Exercise requirements
Report how many lines of the records below contain the string "grass", giving only the number.

Stored records
--- start ---
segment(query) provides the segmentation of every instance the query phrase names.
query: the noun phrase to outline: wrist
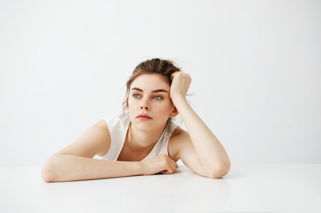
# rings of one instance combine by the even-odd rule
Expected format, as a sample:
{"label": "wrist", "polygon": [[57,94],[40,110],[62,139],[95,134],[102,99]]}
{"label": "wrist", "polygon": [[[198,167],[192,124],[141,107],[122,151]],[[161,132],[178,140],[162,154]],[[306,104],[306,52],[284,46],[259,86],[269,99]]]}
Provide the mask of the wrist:
{"label": "wrist", "polygon": [[144,175],[145,172],[145,167],[144,165],[143,161],[137,161],[137,171],[139,171],[139,175]]}

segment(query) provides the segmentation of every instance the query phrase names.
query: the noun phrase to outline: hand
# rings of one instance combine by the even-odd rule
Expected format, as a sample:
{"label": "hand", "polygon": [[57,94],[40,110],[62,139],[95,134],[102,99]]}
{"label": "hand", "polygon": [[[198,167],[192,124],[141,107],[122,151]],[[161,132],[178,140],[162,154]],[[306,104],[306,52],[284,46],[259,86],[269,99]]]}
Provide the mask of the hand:
{"label": "hand", "polygon": [[166,154],[161,154],[152,158],[141,161],[143,175],[150,175],[160,173],[173,174],[178,165]]}
{"label": "hand", "polygon": [[171,75],[172,85],[170,88],[169,97],[174,102],[173,99],[184,98],[187,93],[192,78],[188,73],[183,71],[177,71]]}

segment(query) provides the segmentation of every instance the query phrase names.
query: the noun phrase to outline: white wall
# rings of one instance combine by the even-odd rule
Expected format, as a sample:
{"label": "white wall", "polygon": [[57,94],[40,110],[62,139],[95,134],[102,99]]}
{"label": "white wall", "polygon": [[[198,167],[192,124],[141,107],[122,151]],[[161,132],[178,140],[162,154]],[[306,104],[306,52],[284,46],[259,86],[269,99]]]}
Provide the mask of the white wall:
{"label": "white wall", "polygon": [[153,57],[191,75],[232,163],[320,163],[320,38],[319,1],[2,0],[0,166],[41,166],[120,112]]}

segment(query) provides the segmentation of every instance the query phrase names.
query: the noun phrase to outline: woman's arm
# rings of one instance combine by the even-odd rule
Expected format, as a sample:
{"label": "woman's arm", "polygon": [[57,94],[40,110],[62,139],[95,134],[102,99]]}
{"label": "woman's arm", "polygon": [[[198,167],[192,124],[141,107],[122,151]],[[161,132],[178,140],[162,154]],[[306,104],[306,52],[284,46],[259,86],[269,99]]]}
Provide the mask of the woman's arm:
{"label": "woman's arm", "polygon": [[140,162],[109,161],[60,154],[49,158],[42,171],[42,178],[46,182],[142,175]]}
{"label": "woman's arm", "polygon": [[[175,79],[176,78],[176,79]],[[189,105],[185,95],[191,82],[188,74],[172,74],[170,96],[186,127],[199,163],[208,171],[223,175],[228,172],[231,162],[224,148],[212,131]]]}

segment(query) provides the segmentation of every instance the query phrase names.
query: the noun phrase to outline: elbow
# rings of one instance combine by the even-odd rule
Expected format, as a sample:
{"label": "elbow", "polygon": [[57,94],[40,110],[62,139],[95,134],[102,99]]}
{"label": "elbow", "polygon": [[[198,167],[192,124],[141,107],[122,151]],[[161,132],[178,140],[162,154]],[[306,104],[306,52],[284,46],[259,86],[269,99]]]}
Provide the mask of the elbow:
{"label": "elbow", "polygon": [[210,170],[208,177],[211,178],[215,179],[221,178],[229,173],[230,168],[230,163],[227,164],[220,164],[216,167],[214,169],[211,169]]}
{"label": "elbow", "polygon": [[52,165],[49,160],[47,160],[42,168],[41,178],[46,183],[55,182],[53,174]]}

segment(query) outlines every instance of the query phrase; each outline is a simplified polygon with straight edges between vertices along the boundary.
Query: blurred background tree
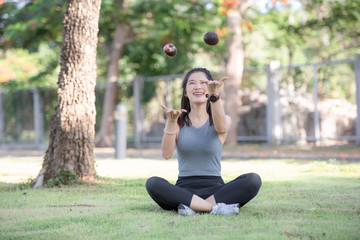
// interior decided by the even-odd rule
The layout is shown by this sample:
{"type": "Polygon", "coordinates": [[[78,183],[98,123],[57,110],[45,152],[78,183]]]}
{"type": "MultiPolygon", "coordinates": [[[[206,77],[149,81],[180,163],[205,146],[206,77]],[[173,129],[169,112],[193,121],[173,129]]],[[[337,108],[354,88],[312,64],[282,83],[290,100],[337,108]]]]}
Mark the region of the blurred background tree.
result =
{"type": "MultiPolygon", "coordinates": [[[[131,99],[136,75],[184,73],[196,66],[212,71],[226,70],[231,53],[227,47],[232,35],[227,18],[234,3],[240,4],[240,1],[102,1],[96,103],[99,145],[111,144],[112,110],[116,102],[131,99]],[[114,51],[119,28],[124,32],[122,45],[114,51]],[[215,47],[203,43],[202,36],[207,31],[218,33],[221,40],[215,47]],[[162,52],[167,42],[178,48],[176,57],[169,58],[162,52]],[[117,57],[111,57],[115,53],[117,57]],[[110,79],[112,84],[108,84],[110,79]],[[111,97],[106,98],[104,91],[108,94],[112,91],[111,97]],[[105,130],[99,134],[101,126],[105,126],[105,130]]],[[[236,7],[239,9],[240,5],[236,7]]],[[[1,88],[17,91],[34,86],[56,87],[64,9],[62,0],[2,2],[1,88]]],[[[274,59],[280,60],[283,66],[353,59],[359,53],[360,44],[358,9],[357,0],[260,0],[248,4],[238,24],[241,39],[236,39],[243,45],[243,66],[263,67],[274,59]]],[[[319,94],[345,97],[354,102],[353,79],[335,77],[329,82],[327,76],[331,71],[335,70],[319,69],[319,94]]],[[[345,64],[338,71],[352,70],[350,64],[345,64]]],[[[283,86],[290,91],[307,91],[312,83],[302,74],[301,70],[289,69],[283,77],[283,86]]],[[[256,78],[246,82],[238,80],[237,89],[240,85],[256,85],[256,81],[256,78]]],[[[153,83],[147,83],[146,88],[153,89],[153,83]]],[[[144,103],[154,92],[144,92],[144,103]]]]}

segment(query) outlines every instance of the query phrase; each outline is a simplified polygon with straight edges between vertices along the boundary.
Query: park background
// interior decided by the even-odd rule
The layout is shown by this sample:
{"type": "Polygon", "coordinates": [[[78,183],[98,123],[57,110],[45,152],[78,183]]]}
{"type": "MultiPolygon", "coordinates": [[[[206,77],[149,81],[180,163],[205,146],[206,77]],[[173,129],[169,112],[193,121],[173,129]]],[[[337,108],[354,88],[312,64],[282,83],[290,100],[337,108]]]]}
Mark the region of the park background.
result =
{"type": "Polygon", "coordinates": [[[62,171],[49,188],[32,189],[57,104],[70,2],[0,1],[1,238],[358,239],[359,1],[101,1],[98,183],[73,185],[62,171]],[[207,31],[218,45],[204,44],[207,31]],[[173,58],[162,52],[168,42],[178,48],[173,58]],[[144,189],[152,175],[176,180],[176,156],[164,162],[158,149],[158,104],[178,108],[179,81],[197,66],[233,80],[223,97],[238,123],[224,179],[263,178],[240,218],[179,218],[144,189]],[[128,109],[122,160],[113,149],[118,103],[128,109]]]}

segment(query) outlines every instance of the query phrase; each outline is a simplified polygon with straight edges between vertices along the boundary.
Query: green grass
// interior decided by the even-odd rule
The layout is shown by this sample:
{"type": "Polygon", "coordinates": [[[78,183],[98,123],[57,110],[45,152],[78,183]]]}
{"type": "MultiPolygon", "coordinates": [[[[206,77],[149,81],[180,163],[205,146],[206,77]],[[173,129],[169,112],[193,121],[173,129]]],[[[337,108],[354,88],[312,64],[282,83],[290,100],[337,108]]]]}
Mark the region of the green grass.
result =
{"type": "Polygon", "coordinates": [[[0,239],[360,239],[359,162],[223,162],[225,181],[248,171],[263,185],[229,217],[161,210],[147,195],[147,175],[42,189],[3,182],[0,239]]]}

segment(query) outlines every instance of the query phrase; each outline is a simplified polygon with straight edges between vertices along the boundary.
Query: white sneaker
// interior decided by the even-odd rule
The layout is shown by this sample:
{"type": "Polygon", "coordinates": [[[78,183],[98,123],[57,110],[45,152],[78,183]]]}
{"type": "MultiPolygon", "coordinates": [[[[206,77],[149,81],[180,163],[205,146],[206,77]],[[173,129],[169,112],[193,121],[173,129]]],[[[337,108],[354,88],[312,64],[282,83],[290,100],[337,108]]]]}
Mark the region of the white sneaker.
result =
{"type": "Polygon", "coordinates": [[[238,215],[239,214],[239,204],[225,204],[225,203],[216,203],[212,206],[210,214],[220,214],[225,216],[238,215]]]}
{"type": "Polygon", "coordinates": [[[193,215],[198,215],[199,214],[198,212],[192,210],[188,206],[186,206],[184,204],[181,204],[181,203],[178,206],[178,213],[180,215],[184,215],[184,216],[193,216],[193,215]]]}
--- end ---
Solution for this task
2